Tussen die twee hartslagen, die de hartslagen van het leven zijn, ervaren we de stilte van de scheiding, van de dood. Zo zijn het eb en vloed van beweging en rust slechts onze ervaringen; en door hen in een ritmisch geheel van handeling zonder beweging, van activiteit die rust is, te harmoniseren, is de gelukzaligheid van nirvana te realiseren.

 

Dan zien we ten eerste onszelf als een deel van de natuur waarin licht en duisternis, gelukzaligheid en kennis en onwetendheid inherent zijn; ten tweede dat alle paren van tegenstellingen slechts verschijningen zijn van de wet van cyclussen; en ten derde dat er een onderliggende grondslag van eenheid is waarin alle paren van tegenstellingen worden opgelost en waarin gelukzaligheid – tijdloos, zonder ruimte en zonder beweging – alleen IS.

 

De vanzelfsprekende aard van het eerste punt is ons uitgangspunt. Welke van de twee richtingen zullen we volgen: het pad van licht, gelukzaligheid en kennis, of dat van duisternis, ellende en onwetendheid? Hier ligt de oorsprong van materialisme en spiritualiteit, van zwarte en witte magie, van mediumschap en adeptschap, die leiden naar avitchi - vernietiging en naar nirvana - bevrijding.

 

Soms vragen mensen waarom De Geheime Leer de drie grondstellingen in zo´n duistere terminologie van metafysica en hoge filosofie neerlegt.
Waarom zouden we niet - zo wordt dan gesuggereerd - de basisprincipes in een eenvoudige en duidelijk verstaanbare taal van religieuze ethiek weergeven? Als alle dingen in dit objectieve universum, en dat laatste zelf, steunen op en in deze grondstellingen, waarom ze dan in hersenbrekende termen en voor het denkvermogen verbijsterende uitdrukkingen definiëren en beschrijven? Geef ons drie eenvoudige begrippen; indien geen woorden, dan uitdrukkingen; en indien geen uitdrukkingen, dan zinnen; beperk hen tot ten minste drie korte paragrafen – laat het met die voorafgaande beschouwingen gedaan zijn.

 

Moraliteit en ethica die gescheiden zijn van filosofie en metafysica zouden ons in die vreselijke ketterij van afgescheidenheid, waarnaar hierboven werd verwezen, doen belanden – de scheiding tussen wijsheid en mededogen, tussen hoofd en hart, tussen de Stanza's van Dzyan en de Stem van de Stilte. De neiging om metafysica van wetenschap, moraliteit, kunst, enzovoort te scheiden, is in onze beschaving normaal. Gedurende de laatste paar eeuwen is metafysische filosofie over heel Europa verworden tot een zeer nutteloze soort van speculatieve haarkloverij.

 

De westerse wereld dient eerst te worden geoefend in het idee dat de filosofie van de Antieken verre van speculatief is en dat de oosterse metafysica een wetenschap is die zeer praktisch is.

• **TE DOEN**:
A. Vertaal de zin "De vanzelfsprekende aard van het eerste punt is ons uitgangspunt." uit de tekst over metafysica en ethiek naar het Engels.
B. Herschrijf in de vermeldingen hieronder de regels vanaf de regel met "Where can the bare" tot en met de regel met "pixel 142 44". Vervang daarin "brick" door "stone" en laat de rest alsjeblieft ongewijzigd.

(Gegevens met gelabelde punten)
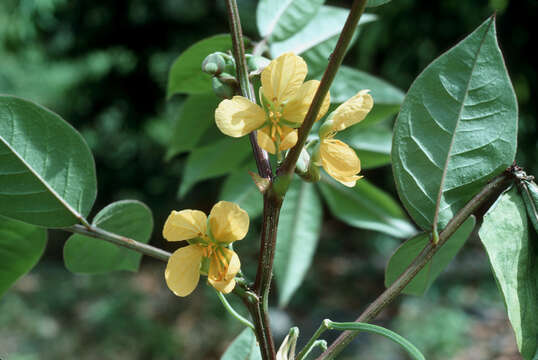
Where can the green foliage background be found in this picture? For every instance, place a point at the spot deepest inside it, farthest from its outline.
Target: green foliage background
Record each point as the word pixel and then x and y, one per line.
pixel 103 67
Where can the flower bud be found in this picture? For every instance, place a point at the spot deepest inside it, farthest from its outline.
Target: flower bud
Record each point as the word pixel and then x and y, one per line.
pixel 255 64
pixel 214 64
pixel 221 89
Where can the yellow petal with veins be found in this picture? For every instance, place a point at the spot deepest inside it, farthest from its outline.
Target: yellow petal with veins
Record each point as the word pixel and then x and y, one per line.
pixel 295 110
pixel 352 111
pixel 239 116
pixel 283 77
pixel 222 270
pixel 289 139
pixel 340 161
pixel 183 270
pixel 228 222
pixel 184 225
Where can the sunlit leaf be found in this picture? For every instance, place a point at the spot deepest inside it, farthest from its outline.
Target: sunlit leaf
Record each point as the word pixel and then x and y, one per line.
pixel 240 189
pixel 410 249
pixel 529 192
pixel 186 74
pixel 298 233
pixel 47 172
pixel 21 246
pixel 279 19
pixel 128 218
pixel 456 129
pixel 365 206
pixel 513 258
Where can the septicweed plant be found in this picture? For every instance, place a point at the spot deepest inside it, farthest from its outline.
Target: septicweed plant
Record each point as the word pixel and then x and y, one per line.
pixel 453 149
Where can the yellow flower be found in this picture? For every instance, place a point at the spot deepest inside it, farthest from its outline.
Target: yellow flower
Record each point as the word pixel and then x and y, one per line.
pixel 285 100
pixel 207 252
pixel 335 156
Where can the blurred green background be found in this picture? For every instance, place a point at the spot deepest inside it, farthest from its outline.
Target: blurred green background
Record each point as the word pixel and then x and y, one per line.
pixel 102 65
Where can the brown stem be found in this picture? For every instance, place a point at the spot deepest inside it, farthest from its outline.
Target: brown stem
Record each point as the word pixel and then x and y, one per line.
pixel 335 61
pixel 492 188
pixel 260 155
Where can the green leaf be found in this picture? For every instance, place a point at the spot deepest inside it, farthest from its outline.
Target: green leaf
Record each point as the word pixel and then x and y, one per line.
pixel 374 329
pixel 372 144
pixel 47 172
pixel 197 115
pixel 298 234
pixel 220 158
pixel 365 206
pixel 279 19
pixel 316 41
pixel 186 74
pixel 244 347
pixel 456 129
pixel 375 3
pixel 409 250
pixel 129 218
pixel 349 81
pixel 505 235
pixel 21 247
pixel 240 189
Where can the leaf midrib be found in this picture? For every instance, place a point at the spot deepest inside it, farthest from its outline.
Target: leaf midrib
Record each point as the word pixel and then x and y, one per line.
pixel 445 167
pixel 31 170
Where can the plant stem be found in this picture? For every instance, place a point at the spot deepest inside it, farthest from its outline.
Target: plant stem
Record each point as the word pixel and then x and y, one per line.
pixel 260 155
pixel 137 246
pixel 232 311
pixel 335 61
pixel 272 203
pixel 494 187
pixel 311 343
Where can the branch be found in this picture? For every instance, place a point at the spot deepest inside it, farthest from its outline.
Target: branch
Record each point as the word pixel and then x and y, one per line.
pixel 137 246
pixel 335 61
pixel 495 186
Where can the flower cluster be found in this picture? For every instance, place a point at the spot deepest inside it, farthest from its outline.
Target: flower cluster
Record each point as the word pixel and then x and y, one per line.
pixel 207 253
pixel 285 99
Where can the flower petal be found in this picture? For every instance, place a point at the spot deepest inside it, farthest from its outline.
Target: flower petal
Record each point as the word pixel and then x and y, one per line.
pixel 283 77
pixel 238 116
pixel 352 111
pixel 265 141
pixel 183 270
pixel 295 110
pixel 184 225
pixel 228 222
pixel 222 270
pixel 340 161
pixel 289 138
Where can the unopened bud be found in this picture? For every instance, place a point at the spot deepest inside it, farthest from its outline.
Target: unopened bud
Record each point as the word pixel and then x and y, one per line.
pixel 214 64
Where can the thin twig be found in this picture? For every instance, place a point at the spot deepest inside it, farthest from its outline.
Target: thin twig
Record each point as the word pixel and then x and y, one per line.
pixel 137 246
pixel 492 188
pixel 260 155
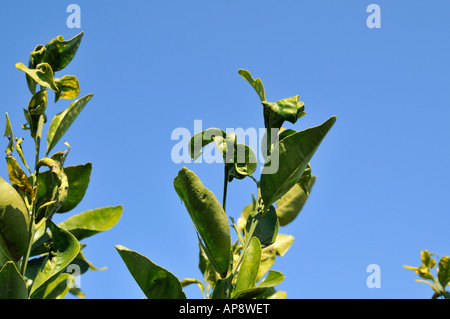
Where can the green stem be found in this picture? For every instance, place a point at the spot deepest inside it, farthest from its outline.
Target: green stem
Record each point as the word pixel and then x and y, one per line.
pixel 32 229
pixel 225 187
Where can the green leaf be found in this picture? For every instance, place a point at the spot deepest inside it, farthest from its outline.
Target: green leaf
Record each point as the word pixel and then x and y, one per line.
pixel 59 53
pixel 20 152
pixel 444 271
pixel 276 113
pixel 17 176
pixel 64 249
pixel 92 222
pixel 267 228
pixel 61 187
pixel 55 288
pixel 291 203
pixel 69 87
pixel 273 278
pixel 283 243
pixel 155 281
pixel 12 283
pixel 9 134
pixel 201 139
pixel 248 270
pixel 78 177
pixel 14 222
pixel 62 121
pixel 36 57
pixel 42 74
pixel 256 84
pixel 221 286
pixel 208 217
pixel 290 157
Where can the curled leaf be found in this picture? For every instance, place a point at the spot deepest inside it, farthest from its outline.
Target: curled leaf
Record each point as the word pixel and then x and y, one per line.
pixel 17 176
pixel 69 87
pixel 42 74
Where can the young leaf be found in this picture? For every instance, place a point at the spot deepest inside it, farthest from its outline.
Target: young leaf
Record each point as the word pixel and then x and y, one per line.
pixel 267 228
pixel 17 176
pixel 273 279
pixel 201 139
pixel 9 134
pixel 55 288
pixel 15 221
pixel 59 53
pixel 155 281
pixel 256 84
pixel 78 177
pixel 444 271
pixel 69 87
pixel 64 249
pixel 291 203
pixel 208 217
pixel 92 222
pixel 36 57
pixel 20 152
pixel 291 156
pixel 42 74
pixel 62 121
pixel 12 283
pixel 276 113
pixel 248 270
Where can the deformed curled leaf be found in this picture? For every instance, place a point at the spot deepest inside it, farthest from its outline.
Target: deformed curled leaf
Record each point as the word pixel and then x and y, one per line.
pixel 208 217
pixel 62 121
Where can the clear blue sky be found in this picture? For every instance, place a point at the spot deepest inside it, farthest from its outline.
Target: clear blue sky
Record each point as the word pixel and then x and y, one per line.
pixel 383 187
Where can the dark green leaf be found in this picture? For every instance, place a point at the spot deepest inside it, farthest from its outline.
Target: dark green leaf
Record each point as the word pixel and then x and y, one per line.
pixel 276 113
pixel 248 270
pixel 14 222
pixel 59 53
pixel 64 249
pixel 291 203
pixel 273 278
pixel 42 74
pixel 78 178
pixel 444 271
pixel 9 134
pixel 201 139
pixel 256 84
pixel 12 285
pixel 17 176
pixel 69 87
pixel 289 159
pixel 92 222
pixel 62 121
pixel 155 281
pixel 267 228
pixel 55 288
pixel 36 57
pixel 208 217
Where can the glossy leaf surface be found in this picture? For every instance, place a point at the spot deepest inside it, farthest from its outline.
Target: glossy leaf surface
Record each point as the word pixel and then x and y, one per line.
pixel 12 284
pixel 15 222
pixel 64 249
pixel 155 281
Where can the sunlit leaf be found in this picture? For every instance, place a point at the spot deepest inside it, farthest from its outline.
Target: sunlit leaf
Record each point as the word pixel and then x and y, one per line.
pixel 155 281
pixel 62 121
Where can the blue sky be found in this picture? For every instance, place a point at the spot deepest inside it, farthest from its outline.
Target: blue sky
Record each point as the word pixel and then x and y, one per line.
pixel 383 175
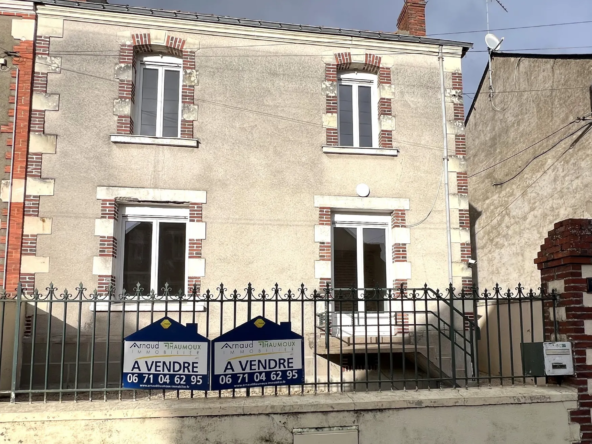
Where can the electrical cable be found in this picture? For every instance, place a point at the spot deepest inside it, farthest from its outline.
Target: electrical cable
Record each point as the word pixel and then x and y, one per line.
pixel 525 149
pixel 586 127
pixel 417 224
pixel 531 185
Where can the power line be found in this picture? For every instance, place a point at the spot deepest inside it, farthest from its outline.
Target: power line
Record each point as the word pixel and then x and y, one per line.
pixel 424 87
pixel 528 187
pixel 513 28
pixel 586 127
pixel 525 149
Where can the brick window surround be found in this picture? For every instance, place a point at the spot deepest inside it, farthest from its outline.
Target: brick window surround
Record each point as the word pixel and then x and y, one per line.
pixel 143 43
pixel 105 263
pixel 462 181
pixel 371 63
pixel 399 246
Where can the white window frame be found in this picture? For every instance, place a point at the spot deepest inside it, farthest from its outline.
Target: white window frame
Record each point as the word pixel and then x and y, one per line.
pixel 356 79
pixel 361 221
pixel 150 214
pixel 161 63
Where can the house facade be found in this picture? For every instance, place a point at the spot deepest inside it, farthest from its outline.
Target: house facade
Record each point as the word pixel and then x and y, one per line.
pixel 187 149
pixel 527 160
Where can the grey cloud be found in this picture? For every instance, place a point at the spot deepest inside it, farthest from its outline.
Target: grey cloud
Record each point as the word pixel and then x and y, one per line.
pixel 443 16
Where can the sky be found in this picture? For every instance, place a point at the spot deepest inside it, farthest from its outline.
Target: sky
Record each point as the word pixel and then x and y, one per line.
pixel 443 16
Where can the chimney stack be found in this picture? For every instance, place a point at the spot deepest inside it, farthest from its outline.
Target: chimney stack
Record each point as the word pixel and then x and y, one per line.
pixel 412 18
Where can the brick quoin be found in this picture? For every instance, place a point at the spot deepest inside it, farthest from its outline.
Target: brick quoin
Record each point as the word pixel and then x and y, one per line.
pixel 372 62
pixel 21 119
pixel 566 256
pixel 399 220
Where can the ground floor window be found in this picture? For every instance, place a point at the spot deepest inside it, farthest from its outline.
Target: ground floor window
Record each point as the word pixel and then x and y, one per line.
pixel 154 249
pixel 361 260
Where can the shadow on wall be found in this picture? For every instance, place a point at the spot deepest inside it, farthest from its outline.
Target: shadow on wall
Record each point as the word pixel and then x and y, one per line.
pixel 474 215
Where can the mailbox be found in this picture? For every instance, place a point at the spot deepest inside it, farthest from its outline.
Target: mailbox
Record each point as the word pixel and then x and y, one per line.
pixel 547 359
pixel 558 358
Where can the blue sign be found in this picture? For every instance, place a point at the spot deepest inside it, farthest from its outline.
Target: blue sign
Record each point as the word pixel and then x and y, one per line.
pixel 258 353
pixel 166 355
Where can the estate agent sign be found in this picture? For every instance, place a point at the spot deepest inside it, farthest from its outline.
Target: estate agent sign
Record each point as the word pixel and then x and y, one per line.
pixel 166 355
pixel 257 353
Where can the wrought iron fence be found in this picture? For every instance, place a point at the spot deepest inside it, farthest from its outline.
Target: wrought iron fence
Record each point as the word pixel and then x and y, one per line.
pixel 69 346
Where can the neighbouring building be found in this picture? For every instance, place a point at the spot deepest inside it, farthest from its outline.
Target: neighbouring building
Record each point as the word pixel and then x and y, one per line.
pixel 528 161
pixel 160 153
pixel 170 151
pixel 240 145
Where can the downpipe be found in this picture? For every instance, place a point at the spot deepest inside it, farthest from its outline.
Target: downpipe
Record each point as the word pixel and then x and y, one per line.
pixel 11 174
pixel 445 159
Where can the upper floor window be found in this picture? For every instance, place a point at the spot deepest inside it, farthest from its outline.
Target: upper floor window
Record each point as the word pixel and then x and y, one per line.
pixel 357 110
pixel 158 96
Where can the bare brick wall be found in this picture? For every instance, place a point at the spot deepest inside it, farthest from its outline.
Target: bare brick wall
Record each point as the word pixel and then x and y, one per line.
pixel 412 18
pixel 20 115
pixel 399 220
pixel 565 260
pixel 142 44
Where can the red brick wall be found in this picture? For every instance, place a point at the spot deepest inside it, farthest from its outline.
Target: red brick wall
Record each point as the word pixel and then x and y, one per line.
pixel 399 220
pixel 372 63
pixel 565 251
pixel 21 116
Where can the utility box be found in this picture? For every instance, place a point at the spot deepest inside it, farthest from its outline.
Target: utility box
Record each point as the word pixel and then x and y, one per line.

• **ANTWOORDEN PER TAAK**:
A. The self-evident nature of the first point is our starting point.

B.
Where can the bare stone wall be found in this picture? For every instance, place a point at the spot deepest inside it, farthest from its outline.
Target: bare stone wall
Record each point as the word pixel and then x and y, one per line.
pixel 412 18
pixel 20 115
pixel 399 220
pixel 565 260
pixel 142 44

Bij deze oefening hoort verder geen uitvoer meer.